#### The data
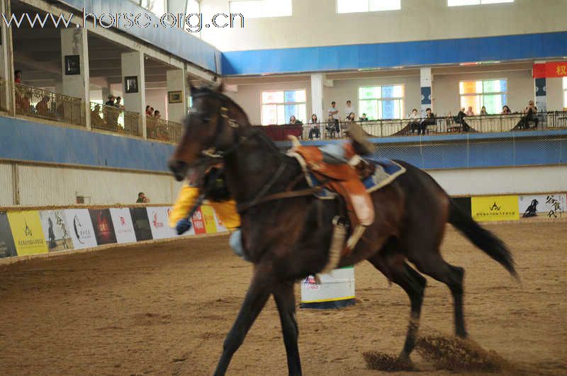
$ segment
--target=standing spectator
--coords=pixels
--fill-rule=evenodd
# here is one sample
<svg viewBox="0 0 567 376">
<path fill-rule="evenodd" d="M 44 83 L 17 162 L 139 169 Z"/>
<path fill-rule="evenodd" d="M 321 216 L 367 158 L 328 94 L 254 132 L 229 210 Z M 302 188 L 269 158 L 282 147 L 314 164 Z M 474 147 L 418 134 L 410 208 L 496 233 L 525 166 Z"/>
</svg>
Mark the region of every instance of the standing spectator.
<svg viewBox="0 0 567 376">
<path fill-rule="evenodd" d="M 416 130 L 417 133 L 420 132 L 420 115 L 417 114 L 417 109 L 414 108 L 412 110 L 412 113 L 408 116 L 410 123 L 408 124 L 410 126 L 410 131 L 413 133 Z"/>
<path fill-rule="evenodd" d="M 150 199 L 146 196 L 143 192 L 140 192 L 137 194 L 137 200 L 136 200 L 137 204 L 147 204 L 150 202 Z"/>
<path fill-rule="evenodd" d="M 113 96 L 112 94 L 108 94 L 108 100 L 106 101 L 106 103 L 104 103 L 105 106 L 111 106 L 112 107 L 114 107 L 115 99 L 116 99 L 116 96 Z"/>
<path fill-rule="evenodd" d="M 329 108 L 329 120 L 332 121 L 335 126 L 335 131 L 337 135 L 340 135 L 341 128 L 339 126 L 339 110 L 337 108 L 337 103 L 333 101 L 331 102 L 331 108 Z"/>
<path fill-rule="evenodd" d="M 309 121 L 310 126 L 309 127 L 309 139 L 313 138 L 320 138 L 320 132 L 319 130 L 319 122 L 317 120 L 317 115 L 313 114 L 311 115 L 311 120 Z"/>
<path fill-rule="evenodd" d="M 352 102 L 350 101 L 350 99 L 347 101 L 347 107 L 344 108 L 344 118 L 348 119 L 351 113 L 356 113 L 356 112 L 357 111 L 354 110 L 354 108 L 352 108 Z"/>
<path fill-rule="evenodd" d="M 425 135 L 425 131 L 427 130 L 427 125 L 434 125 L 435 124 L 435 114 L 431 112 L 431 108 L 426 109 L 425 118 L 421 122 L 417 134 Z"/>
</svg>

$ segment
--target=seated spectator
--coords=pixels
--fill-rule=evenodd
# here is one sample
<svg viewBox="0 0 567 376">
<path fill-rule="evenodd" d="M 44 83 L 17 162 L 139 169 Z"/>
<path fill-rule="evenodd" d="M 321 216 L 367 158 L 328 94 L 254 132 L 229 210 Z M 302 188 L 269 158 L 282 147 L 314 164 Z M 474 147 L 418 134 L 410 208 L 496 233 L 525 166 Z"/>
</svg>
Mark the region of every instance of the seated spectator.
<svg viewBox="0 0 567 376">
<path fill-rule="evenodd" d="M 35 105 L 35 113 L 40 116 L 47 118 L 49 115 L 49 96 L 44 96 Z"/>
<path fill-rule="evenodd" d="M 315 114 L 311 115 L 311 120 L 309 121 L 309 139 L 320 138 L 319 122 L 317 120 L 317 115 Z"/>
<path fill-rule="evenodd" d="M 408 123 L 408 126 L 410 127 L 410 132 L 413 133 L 416 130 L 417 133 L 420 132 L 420 115 L 417 114 L 417 109 L 414 108 L 412 110 L 412 113 L 409 115 L 408 117 L 410 119 L 410 123 Z"/>
<path fill-rule="evenodd" d="M 420 124 L 420 129 L 417 131 L 417 134 L 425 135 L 427 125 L 434 125 L 435 124 L 437 124 L 435 114 L 431 112 L 431 108 L 426 109 L 425 118 L 421 122 L 421 124 Z"/>
<path fill-rule="evenodd" d="M 471 130 L 471 127 L 469 127 L 468 124 L 465 121 L 464 118 L 466 116 L 466 113 L 465 113 L 465 108 L 464 107 L 461 108 L 461 110 L 459 111 L 459 113 L 454 118 L 455 123 L 461 125 L 463 132 L 468 132 Z"/>
<path fill-rule="evenodd" d="M 150 199 L 146 196 L 143 192 L 140 192 L 137 194 L 137 200 L 136 200 L 137 204 L 147 204 L 150 202 Z"/>
<path fill-rule="evenodd" d="M 114 100 L 116 99 L 116 97 L 113 96 L 112 94 L 108 94 L 108 100 L 104 103 L 106 106 L 111 106 L 114 107 Z"/>
</svg>

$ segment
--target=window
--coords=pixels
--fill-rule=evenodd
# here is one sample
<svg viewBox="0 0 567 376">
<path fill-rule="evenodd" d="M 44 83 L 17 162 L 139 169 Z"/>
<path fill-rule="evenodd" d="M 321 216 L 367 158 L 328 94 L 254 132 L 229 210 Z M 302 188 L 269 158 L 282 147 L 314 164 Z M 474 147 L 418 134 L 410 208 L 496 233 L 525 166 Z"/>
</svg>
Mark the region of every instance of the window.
########
Set problem
Retype the listing above line for line, leaving out the pictures.

Task answer
$ segment
--target=standing spectator
--coords=pixels
--fill-rule=evenodd
# here is one sample
<svg viewBox="0 0 567 376">
<path fill-rule="evenodd" d="M 44 83 L 17 162 L 139 169 Z"/>
<path fill-rule="evenodd" d="M 321 216 L 367 158 L 328 94 L 254 132 L 229 210 Z M 302 188 L 269 158 L 282 147 L 314 164 Z M 474 147 L 418 134 L 410 208 L 496 233 L 525 166 Z"/>
</svg>
Mark the region of every instance of the standing spectator.
<svg viewBox="0 0 567 376">
<path fill-rule="evenodd" d="M 416 130 L 417 133 L 420 132 L 420 115 L 417 114 L 417 109 L 414 108 L 412 110 L 412 113 L 408 116 L 410 123 L 408 124 L 410 126 L 410 131 L 413 133 Z"/>
<path fill-rule="evenodd" d="M 150 199 L 146 196 L 143 192 L 140 192 L 137 194 L 137 200 L 136 200 L 137 204 L 147 204 L 150 202 Z"/>
<path fill-rule="evenodd" d="M 113 96 L 112 94 L 108 94 L 108 100 L 106 101 L 106 103 L 104 103 L 105 106 L 111 106 L 112 107 L 114 107 L 115 99 L 116 99 L 116 96 Z"/>
<path fill-rule="evenodd" d="M 329 108 L 329 120 L 332 121 L 335 126 L 335 131 L 337 135 L 340 135 L 341 128 L 339 126 L 339 110 L 337 108 L 337 103 L 333 101 L 331 102 L 331 108 Z"/>
<path fill-rule="evenodd" d="M 309 121 L 310 126 L 309 127 L 309 139 L 313 138 L 320 138 L 320 132 L 319 130 L 319 122 L 317 120 L 317 115 L 313 114 L 311 115 L 311 120 Z"/>
<path fill-rule="evenodd" d="M 352 102 L 350 101 L 350 99 L 347 101 L 347 107 L 344 108 L 344 118 L 348 119 L 351 113 L 356 113 L 356 112 L 357 111 L 354 110 L 354 108 L 352 108 Z"/>
<path fill-rule="evenodd" d="M 425 135 L 425 131 L 427 130 L 427 125 L 434 125 L 435 124 L 435 114 L 431 112 L 431 108 L 426 109 L 425 118 L 421 122 L 417 134 Z"/>
</svg>

$ segment
--target=seated spectator
--coords=pixels
--fill-rule=evenodd
# here is one sample
<svg viewBox="0 0 567 376">
<path fill-rule="evenodd" d="M 44 83 L 17 162 L 139 169 Z"/>
<path fill-rule="evenodd" d="M 321 216 L 367 158 L 328 94 L 254 132 L 229 210 Z M 302 188 L 269 158 L 282 147 L 314 164 Z M 474 147 L 418 134 L 410 208 L 496 233 L 525 166 Z"/>
</svg>
Mark the region of every instance of the seated spectator.
<svg viewBox="0 0 567 376">
<path fill-rule="evenodd" d="M 35 105 L 35 113 L 40 116 L 47 118 L 49 115 L 49 96 L 44 96 Z"/>
<path fill-rule="evenodd" d="M 315 114 L 311 115 L 311 120 L 309 121 L 309 139 L 320 138 L 319 122 L 317 120 L 317 115 Z"/>
<path fill-rule="evenodd" d="M 408 123 L 408 126 L 410 127 L 410 132 L 413 133 L 416 130 L 417 133 L 420 132 L 420 115 L 417 114 L 417 109 L 414 108 L 412 110 L 412 113 L 409 115 L 408 117 L 410 119 L 410 123 Z"/>
<path fill-rule="evenodd" d="M 420 124 L 420 129 L 417 131 L 417 134 L 425 135 L 427 125 L 434 125 L 435 124 L 437 124 L 435 114 L 431 112 L 431 108 L 426 109 L 425 118 L 421 122 L 421 124 Z"/>
<path fill-rule="evenodd" d="M 471 130 L 471 127 L 469 127 L 468 124 L 465 121 L 464 118 L 466 116 L 466 113 L 465 113 L 465 108 L 464 107 L 461 108 L 461 110 L 459 111 L 459 113 L 454 118 L 455 123 L 461 125 L 463 132 L 468 132 Z"/>
<path fill-rule="evenodd" d="M 150 199 L 146 196 L 143 192 L 140 192 L 137 194 L 137 200 L 136 200 L 137 204 L 147 204 L 150 202 Z"/>
<path fill-rule="evenodd" d="M 114 100 L 116 99 L 116 97 L 113 96 L 112 94 L 108 94 L 108 100 L 104 103 L 106 106 L 111 106 L 114 107 Z"/>
</svg>

$ segment
--target=window
--coords=pixels
--fill-rule=evenodd
# here is one sample
<svg viewBox="0 0 567 376">
<path fill-rule="evenodd" d="M 44 83 L 17 162 L 139 169 Z"/>
<path fill-rule="evenodd" d="M 321 216 L 367 158 L 328 94 L 254 132 L 229 210 Z M 302 188 L 269 158 L 282 147 L 314 164 Z M 474 147 L 418 134 L 410 208 L 496 233 L 525 166 Z"/>
</svg>
Mark the region of every instance of the window.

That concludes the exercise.